[Start of Passage]

I attended my very first Songkran in Thailand exactly 20 years ago. I spent the festival days up in Chiang Mai that year, immersing myself in the water mayhem and Thai culture. I had a blast. One of the most enjoyable cultural festivals I had ever attended. I was hooked and returned for Songkran again the following year, and the year after, and again. In 1996 I finally moved here for good. I don’t go out and do it in the road like in the “old days,” but I still enjoy the Songkran spirit, celebrating it nowadays as more of an observer. It’s the biggest holiday of the year in Thailand and Thais are always in a happy, buoyant mood. And despite all the trucks and motorcycles you see on the streets, actively engaged in water warfare, there is still more to the holiday than squirting water at other people.


While I get a kick of Songkran, many foreign residents here seem to feel the opposite; they are annoyed — or even angered — by the constant water silliness, and do their best to either stay indoors or leave town during the holiday. But for those that do hang around town, Songkran week in Bangkok is blissful and peaceful. I won’t say that Bangkok is exactly a ghost town, but because so many locals and expats leave town, the streets are virtually free of traffic jams and the resultant chaos.

[End of Passage]
[Start of Given data]

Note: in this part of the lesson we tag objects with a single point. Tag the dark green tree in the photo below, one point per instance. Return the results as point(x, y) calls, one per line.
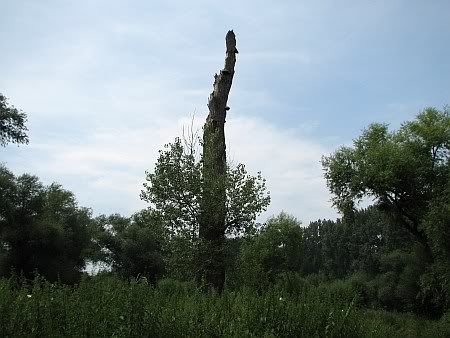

[End of Given data]

Objectives =
1. Answer these from the passage about Songkran, one answer per line:
(a) In which city did the writer spend the festival days at the first Songkran?
(b) In what year did the writer move to Thailand for good?
(c) What do many foreign residents do to get away from the water during the holiday?
2. Retype the part of the Songkran passage that opens with the words containing "While I get" and closes with "the resultant chaos.".
3. Put this sentence from the Songkran passage into Spanish: "It’s the biggest holiday of the year in Thailand and Thais are always in a happy, buoyant mood."

Expected outputs =
1.
(a) Chiang Mai
(b) 1996
(c) They stay indoors or leave town.

2.
While I get a kick of Songkran, many foreign residents here seem to feel the opposite; they are annoyed — or even angered — by the constant water silliness, and do their best to either stay indoors or leave town during the holiday. But for those that do hang around town, Songkran week in Bangkok is blissful and peaceful. I won’t say that Bangkok is exactly a ghost town, but because so many locals and expats leave town, the streets are virtually free of traffic jams and the resultant chaos.

3. Es la fiesta más importante del año en Tailandia, y los tailandeses siempre están de un humor alegre y animado.